**Your goal:**
Render the lines of the listing below as a numbered list, leaving out blank lines. Begin at the line that contains "target: white banner" and stop after the line that contains "[[[438,14],[399,21],[400,87],[438,83]]]".
<<<<
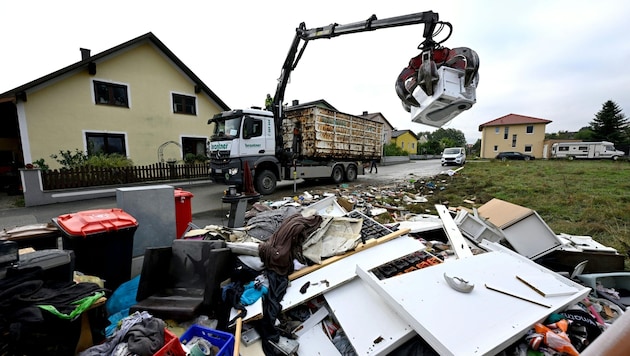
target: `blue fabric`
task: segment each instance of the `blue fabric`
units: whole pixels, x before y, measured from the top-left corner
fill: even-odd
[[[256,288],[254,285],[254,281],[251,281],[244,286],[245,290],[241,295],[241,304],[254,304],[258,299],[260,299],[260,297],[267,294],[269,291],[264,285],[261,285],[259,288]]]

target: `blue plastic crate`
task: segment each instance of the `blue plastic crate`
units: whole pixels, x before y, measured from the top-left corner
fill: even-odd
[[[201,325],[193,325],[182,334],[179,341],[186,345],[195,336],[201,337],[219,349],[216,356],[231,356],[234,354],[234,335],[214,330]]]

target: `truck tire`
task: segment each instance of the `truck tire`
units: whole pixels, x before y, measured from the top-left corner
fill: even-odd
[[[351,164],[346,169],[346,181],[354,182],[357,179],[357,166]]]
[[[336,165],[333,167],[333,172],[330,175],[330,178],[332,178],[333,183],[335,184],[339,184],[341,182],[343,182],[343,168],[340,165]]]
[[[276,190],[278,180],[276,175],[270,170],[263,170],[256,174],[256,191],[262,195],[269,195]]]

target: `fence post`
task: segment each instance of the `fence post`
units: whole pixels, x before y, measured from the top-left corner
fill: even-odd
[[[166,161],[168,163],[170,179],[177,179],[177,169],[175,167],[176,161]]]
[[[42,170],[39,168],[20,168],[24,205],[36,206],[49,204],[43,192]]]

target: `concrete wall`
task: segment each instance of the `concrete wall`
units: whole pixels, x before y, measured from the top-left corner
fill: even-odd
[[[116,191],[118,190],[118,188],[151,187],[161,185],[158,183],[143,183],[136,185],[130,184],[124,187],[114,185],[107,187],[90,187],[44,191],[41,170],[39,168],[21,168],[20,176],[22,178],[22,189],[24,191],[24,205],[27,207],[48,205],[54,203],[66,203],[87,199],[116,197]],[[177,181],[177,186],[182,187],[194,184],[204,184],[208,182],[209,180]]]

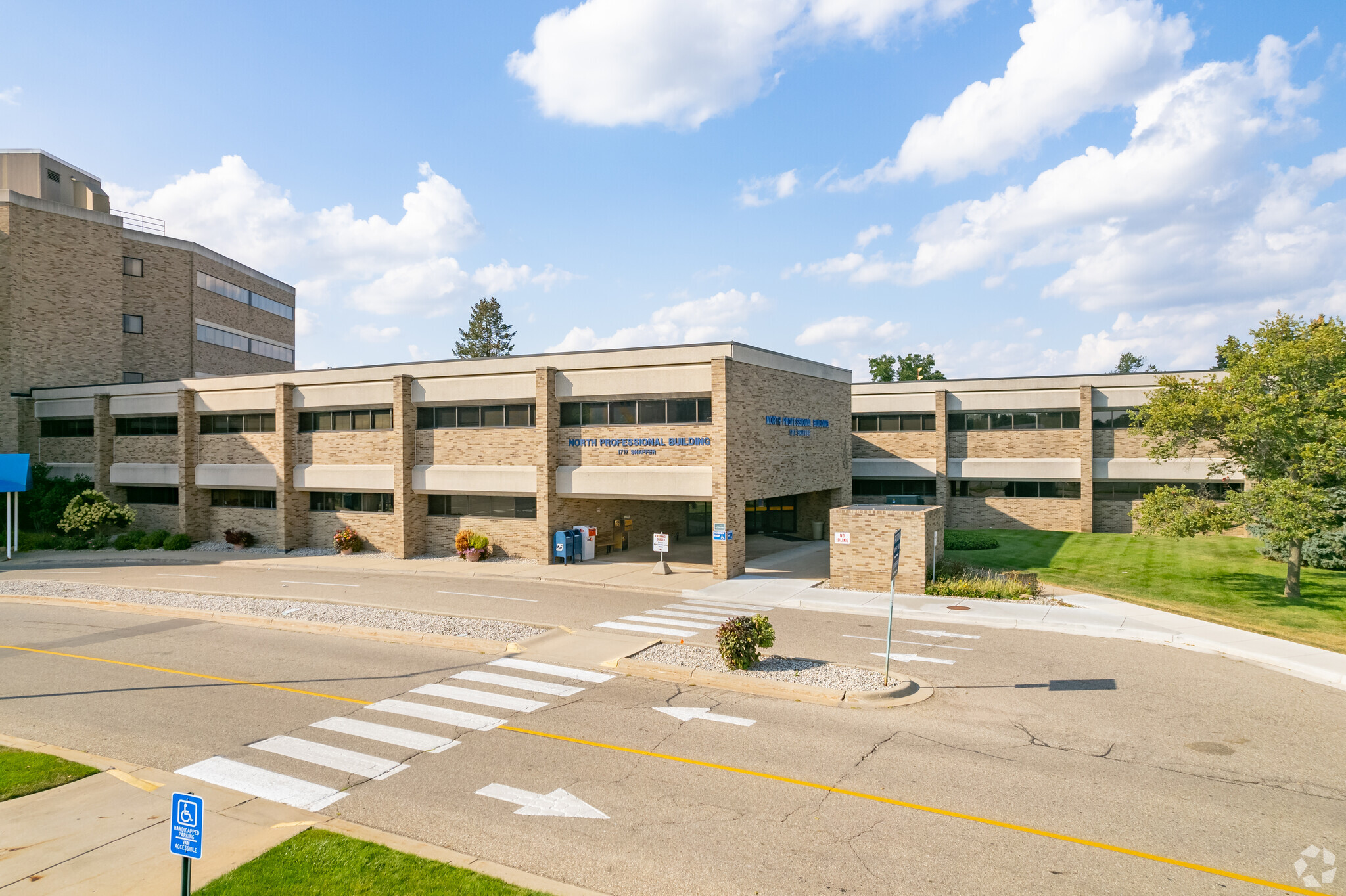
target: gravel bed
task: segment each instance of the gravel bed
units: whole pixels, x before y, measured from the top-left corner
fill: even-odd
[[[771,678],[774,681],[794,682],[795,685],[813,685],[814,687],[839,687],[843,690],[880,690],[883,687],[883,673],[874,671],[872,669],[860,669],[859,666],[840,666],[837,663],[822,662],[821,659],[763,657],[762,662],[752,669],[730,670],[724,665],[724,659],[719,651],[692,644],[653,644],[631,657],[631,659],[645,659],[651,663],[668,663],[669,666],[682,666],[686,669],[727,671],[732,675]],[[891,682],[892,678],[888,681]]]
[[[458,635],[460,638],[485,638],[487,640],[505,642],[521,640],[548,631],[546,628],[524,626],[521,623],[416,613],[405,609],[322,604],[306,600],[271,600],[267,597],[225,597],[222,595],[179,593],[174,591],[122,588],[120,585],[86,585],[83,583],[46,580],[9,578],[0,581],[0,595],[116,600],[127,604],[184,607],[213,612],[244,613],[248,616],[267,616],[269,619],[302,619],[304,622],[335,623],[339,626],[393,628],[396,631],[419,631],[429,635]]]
>>>>
<<<<
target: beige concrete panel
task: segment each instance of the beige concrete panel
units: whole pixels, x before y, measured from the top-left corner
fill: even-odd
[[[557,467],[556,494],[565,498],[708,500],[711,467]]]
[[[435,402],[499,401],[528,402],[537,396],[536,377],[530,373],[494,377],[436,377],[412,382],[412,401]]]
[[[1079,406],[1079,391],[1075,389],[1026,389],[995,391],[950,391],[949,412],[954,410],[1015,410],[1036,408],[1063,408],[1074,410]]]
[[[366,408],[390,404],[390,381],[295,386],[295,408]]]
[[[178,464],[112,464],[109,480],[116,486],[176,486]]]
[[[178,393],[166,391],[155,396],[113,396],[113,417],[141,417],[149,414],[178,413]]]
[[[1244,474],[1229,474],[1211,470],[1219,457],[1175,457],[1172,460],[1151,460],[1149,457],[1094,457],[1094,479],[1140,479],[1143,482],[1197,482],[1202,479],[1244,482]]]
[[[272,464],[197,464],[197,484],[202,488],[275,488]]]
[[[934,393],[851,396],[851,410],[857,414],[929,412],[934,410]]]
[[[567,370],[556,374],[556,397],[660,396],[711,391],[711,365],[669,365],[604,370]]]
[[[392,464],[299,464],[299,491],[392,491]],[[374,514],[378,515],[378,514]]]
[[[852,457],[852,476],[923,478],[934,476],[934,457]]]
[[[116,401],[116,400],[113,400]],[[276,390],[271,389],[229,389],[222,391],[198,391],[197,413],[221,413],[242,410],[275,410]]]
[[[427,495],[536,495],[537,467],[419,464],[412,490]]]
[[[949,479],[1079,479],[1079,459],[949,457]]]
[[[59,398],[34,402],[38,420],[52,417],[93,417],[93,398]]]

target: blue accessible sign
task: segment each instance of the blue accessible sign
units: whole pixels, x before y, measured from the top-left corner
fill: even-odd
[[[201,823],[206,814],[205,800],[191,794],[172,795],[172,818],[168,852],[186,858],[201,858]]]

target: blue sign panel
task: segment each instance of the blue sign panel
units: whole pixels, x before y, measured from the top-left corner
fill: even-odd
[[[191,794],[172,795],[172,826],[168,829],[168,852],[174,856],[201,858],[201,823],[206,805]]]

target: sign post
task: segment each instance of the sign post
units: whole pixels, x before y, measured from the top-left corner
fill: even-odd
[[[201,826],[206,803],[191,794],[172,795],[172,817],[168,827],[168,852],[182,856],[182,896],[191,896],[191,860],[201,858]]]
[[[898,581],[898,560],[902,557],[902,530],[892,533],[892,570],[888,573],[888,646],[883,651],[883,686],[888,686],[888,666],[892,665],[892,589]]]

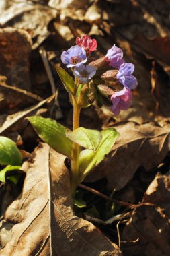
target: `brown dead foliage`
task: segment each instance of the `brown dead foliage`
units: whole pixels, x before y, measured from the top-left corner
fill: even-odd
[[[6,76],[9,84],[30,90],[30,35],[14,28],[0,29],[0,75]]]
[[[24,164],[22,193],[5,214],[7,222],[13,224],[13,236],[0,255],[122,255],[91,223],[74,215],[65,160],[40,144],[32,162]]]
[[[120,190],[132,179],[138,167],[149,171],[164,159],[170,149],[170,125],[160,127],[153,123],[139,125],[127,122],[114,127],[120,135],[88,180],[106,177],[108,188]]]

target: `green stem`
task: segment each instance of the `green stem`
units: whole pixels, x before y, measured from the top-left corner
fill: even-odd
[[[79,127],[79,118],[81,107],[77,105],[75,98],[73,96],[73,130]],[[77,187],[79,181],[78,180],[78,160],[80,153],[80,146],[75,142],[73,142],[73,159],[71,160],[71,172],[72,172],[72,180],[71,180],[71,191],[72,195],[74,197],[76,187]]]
>>>>
<<<<
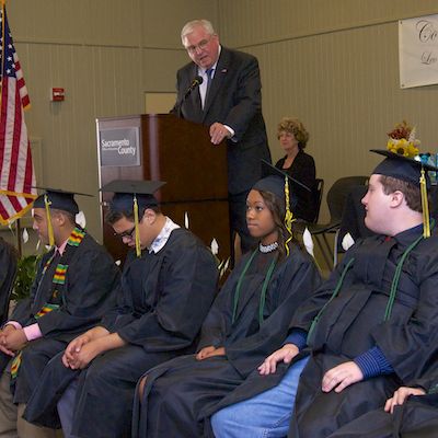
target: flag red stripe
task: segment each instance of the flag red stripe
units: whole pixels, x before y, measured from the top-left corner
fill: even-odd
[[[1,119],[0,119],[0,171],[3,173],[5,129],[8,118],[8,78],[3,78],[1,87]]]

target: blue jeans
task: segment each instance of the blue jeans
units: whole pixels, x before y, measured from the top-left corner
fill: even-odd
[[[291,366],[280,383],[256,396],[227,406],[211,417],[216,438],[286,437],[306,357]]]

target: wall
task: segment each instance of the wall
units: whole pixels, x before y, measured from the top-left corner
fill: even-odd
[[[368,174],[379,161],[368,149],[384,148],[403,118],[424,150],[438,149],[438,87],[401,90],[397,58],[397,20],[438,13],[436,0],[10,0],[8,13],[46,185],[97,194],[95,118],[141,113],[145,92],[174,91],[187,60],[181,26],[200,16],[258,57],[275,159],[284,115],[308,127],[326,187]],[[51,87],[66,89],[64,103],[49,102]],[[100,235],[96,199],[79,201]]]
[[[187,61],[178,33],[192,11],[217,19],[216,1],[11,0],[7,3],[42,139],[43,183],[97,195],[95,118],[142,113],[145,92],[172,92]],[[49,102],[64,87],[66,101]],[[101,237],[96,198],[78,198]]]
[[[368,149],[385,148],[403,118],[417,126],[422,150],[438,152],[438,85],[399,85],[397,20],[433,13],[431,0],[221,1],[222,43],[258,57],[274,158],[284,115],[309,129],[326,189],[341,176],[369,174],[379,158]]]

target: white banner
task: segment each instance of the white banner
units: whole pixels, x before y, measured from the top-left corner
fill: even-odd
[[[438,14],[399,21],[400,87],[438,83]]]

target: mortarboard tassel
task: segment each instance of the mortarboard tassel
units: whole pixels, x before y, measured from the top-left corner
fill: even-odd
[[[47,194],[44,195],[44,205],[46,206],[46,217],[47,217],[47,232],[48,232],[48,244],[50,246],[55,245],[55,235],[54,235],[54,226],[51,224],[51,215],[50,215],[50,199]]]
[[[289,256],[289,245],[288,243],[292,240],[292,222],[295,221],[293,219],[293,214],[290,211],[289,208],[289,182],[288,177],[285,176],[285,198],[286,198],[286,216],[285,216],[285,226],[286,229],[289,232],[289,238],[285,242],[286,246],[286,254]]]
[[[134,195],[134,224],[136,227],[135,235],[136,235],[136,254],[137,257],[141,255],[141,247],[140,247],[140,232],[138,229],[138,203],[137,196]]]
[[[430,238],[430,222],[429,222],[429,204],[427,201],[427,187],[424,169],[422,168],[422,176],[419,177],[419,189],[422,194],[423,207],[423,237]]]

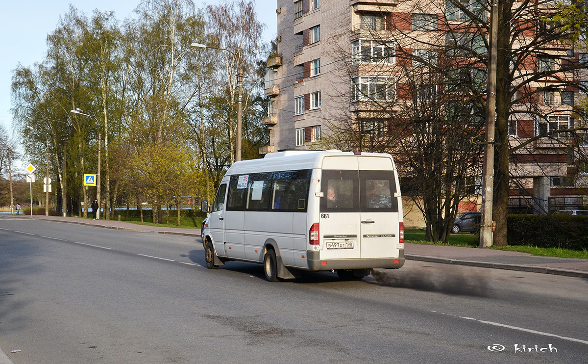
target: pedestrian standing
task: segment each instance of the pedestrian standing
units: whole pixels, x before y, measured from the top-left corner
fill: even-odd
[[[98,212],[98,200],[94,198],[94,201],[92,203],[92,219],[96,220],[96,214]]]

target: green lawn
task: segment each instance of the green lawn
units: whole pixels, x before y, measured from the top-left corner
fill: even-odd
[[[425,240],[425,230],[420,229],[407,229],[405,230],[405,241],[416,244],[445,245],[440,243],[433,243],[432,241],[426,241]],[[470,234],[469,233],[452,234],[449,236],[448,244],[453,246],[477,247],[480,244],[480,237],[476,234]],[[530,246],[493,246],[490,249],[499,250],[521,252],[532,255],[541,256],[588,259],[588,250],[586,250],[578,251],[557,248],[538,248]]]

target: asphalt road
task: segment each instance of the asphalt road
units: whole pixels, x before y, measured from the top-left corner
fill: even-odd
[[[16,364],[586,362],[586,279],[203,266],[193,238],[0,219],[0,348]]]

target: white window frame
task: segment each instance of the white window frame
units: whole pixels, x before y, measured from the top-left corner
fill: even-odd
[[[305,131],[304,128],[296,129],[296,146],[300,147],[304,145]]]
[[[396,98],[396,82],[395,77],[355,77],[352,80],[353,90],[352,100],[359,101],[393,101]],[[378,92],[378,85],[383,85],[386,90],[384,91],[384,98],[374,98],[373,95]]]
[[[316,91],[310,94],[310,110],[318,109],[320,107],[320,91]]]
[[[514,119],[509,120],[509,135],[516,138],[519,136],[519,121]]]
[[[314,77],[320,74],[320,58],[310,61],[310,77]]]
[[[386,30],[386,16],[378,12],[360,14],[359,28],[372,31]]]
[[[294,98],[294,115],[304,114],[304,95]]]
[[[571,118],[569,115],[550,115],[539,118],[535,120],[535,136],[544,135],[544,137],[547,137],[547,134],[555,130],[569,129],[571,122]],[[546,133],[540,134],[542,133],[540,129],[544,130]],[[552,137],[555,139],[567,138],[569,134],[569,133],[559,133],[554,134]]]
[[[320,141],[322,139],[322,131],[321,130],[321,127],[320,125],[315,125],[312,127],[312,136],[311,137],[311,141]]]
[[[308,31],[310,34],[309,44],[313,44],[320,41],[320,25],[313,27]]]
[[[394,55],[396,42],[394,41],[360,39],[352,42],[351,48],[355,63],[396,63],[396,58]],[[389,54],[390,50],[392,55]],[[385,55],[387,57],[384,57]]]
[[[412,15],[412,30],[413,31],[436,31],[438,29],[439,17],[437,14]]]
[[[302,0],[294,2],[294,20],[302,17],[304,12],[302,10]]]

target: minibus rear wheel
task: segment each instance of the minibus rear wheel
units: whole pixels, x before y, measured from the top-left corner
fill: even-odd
>>>>
**Answer to the problem:**
1. target: white banner
2. task: segment each instance of the white banner
3. units: whole pixels, x before y, measured from the top-left corner
4. fill: even-odd
5. [[[438,14],[399,21],[400,87],[438,83]]]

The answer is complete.